● **AIM OF THE EXERCISE**
Return exactly those lines of the material below that fall between the line holding "Where can the white road" and the line holding "Where can the large", inclusive.

(RECORDS TO USE begins)

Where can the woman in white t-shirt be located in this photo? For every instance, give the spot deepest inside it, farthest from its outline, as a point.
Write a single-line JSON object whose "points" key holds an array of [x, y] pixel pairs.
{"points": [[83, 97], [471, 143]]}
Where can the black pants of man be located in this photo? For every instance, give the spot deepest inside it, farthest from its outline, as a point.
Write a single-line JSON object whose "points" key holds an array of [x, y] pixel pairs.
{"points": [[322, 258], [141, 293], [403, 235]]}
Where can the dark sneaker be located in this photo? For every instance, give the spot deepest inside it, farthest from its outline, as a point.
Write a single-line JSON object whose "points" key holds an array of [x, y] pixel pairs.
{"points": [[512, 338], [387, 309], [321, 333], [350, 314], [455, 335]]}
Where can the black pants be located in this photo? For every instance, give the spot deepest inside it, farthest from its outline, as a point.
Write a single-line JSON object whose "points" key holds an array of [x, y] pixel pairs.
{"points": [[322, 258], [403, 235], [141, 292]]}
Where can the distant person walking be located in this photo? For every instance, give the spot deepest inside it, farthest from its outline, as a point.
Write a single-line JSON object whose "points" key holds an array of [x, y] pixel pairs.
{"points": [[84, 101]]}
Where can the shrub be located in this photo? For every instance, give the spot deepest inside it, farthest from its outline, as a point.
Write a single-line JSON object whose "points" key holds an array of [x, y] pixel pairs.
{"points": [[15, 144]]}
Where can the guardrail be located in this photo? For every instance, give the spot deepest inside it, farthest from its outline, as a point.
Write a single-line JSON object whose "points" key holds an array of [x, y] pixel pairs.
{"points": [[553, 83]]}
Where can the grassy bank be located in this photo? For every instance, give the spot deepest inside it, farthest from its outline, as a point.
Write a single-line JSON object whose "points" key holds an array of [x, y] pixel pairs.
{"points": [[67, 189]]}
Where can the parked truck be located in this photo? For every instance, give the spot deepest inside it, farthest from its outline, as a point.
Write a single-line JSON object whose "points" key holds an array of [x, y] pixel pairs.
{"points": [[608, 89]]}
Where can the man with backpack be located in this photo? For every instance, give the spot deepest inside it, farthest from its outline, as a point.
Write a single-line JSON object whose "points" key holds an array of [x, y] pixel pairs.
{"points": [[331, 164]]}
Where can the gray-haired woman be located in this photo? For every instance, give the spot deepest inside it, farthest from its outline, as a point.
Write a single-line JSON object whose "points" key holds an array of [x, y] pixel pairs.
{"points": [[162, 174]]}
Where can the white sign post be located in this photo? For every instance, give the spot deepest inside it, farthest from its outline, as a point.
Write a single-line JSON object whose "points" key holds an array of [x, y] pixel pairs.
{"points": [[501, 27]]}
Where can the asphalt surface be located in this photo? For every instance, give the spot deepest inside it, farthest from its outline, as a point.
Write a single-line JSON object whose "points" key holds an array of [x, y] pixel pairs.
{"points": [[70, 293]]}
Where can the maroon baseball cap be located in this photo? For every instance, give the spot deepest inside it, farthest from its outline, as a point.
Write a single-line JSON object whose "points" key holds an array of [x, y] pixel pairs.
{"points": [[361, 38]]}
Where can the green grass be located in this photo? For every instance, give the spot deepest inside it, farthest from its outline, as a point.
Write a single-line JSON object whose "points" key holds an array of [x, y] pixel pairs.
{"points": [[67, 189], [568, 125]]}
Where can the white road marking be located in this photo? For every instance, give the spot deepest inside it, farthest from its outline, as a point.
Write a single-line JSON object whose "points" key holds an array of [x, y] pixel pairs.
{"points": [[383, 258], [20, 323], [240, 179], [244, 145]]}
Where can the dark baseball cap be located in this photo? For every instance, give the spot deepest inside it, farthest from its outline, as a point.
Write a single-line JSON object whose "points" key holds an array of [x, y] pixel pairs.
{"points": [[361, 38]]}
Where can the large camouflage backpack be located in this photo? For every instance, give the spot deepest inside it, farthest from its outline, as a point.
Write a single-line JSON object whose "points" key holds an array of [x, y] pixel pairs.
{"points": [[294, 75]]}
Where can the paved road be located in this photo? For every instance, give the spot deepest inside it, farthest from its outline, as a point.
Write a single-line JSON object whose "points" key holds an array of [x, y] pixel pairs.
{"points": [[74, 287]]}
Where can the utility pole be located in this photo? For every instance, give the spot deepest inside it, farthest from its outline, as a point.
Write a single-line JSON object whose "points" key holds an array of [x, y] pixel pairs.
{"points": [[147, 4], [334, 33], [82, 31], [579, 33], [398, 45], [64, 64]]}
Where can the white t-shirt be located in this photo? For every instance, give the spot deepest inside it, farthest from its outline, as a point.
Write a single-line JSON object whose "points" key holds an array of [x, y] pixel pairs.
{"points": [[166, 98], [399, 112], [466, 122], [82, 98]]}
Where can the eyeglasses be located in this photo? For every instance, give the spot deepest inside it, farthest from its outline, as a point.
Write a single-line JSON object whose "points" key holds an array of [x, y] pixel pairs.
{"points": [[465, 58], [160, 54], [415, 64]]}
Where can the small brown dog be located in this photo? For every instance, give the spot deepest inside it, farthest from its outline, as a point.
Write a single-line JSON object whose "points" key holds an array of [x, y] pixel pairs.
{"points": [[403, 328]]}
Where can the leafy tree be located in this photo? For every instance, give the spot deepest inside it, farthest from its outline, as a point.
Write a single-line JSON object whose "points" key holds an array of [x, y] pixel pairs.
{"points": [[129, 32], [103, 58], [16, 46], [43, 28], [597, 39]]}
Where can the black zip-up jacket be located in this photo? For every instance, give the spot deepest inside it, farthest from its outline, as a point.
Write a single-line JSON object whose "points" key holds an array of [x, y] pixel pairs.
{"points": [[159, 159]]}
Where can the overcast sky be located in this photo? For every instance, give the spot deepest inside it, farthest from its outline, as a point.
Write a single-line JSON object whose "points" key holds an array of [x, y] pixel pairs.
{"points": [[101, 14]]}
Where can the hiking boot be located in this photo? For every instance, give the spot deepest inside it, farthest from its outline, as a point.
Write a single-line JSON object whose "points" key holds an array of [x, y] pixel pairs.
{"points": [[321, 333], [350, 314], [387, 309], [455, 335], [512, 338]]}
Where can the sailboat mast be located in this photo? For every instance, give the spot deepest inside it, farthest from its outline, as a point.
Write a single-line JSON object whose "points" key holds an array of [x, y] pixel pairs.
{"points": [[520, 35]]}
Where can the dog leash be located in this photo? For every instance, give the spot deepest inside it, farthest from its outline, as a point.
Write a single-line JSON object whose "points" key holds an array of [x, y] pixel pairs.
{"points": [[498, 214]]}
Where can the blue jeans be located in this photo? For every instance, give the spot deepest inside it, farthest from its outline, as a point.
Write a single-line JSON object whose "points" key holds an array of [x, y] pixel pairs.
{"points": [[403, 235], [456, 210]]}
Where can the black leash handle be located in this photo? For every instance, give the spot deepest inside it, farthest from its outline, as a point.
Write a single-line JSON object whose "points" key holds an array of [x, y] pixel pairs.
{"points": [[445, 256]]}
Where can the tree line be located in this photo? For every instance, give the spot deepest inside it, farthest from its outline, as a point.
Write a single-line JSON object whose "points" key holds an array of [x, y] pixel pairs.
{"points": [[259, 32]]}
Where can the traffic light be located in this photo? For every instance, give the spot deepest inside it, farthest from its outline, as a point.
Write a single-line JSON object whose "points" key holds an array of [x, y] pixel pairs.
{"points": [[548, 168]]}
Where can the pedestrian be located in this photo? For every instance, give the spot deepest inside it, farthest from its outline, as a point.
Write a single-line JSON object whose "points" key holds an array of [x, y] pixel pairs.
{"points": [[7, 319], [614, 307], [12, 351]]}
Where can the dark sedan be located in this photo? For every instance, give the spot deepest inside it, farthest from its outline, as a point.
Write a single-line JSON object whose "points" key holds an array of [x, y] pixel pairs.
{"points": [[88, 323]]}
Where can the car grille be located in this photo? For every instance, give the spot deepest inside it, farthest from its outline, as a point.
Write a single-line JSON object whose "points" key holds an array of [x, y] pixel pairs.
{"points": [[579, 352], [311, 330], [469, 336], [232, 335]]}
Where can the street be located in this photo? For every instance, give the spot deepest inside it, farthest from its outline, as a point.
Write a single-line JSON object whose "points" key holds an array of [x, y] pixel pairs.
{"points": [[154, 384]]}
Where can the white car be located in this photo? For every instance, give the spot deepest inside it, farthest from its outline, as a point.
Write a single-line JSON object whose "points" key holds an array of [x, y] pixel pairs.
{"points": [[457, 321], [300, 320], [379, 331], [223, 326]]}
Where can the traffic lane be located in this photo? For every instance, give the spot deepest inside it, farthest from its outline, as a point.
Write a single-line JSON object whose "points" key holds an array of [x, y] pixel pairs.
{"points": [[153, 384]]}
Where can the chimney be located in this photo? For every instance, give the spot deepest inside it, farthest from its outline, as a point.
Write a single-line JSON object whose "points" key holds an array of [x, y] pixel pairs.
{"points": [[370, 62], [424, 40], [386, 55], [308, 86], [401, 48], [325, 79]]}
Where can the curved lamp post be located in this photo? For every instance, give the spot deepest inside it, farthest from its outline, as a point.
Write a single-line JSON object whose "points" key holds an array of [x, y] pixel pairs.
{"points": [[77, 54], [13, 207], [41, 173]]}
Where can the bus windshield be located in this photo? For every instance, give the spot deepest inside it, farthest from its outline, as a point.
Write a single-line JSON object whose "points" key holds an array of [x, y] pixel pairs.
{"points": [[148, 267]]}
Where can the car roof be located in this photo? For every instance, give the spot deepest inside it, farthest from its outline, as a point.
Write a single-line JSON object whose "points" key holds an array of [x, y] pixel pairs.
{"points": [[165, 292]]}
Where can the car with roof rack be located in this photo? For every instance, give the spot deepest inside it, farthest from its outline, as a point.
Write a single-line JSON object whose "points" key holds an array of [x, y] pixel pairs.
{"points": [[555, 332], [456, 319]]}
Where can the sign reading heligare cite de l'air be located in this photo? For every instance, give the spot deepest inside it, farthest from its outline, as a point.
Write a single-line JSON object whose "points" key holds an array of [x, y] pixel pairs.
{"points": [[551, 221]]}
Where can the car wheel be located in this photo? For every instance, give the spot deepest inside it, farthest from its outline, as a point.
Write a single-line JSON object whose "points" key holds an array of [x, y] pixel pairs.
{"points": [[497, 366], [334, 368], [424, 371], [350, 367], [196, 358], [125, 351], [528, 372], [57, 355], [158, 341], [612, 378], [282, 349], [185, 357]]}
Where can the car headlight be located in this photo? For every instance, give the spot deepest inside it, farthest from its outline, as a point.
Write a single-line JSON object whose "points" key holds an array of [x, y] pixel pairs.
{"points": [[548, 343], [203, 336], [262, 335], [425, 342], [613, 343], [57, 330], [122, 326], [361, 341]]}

(RECORDS TO USE ends)

● **FINISHED TASK**
Where can the white road marking be located in this photo? For every instance, give the spot deepest inside it, farthest from its outline, as a point.
Write a single-line JSON object whose "points" key holds an array of [x, y] pixel pairs.
{"points": [[383, 258], [20, 323], [240, 179], [244, 145]]}
Where can the dark baseball cap be located in this photo? For every instance, give the spot deepest inside it, farthest from its outline, as a point.
Write a single-line JSON object whose "points" key holds an array of [x, y] pixel pairs.
{"points": [[361, 38]]}
Where can the large camouflage backpack be located in this photo? For every instance, give the spot deepest inside it, farthest from its outline, as a point.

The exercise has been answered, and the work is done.